### Task prompt
Which lines of the listing below contain the word "Target", matching case exactly? Show each of those lines in full.

### Data supplied
— BEGIN —

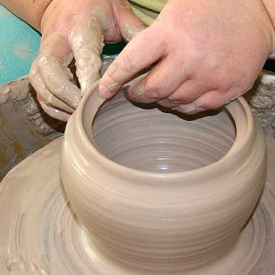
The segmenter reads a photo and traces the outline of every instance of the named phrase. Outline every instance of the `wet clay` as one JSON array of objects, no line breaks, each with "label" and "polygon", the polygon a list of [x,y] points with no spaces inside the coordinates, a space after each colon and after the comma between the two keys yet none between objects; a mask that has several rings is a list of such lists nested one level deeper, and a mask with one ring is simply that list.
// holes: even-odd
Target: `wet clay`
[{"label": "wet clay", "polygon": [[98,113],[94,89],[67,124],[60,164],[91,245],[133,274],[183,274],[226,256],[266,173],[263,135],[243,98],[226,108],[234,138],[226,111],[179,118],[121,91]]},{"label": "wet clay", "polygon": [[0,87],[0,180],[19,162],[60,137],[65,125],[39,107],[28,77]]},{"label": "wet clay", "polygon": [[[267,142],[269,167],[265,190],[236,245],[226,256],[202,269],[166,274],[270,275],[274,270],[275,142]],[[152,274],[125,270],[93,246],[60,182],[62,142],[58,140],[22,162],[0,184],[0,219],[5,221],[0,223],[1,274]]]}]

— END —
— BEGIN —

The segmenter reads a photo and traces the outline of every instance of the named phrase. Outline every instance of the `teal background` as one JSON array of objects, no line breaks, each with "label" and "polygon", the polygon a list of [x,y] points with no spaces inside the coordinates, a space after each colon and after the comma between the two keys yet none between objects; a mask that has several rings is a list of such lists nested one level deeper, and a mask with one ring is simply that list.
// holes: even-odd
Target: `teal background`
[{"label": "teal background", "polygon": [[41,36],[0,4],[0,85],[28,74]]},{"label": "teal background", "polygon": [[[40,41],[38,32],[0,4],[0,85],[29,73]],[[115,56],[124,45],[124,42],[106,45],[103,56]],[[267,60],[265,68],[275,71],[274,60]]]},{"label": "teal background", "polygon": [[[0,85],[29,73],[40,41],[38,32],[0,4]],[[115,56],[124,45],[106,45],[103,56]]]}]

— END —

### Written reply
Target: `wet clay`
Target: `teal background`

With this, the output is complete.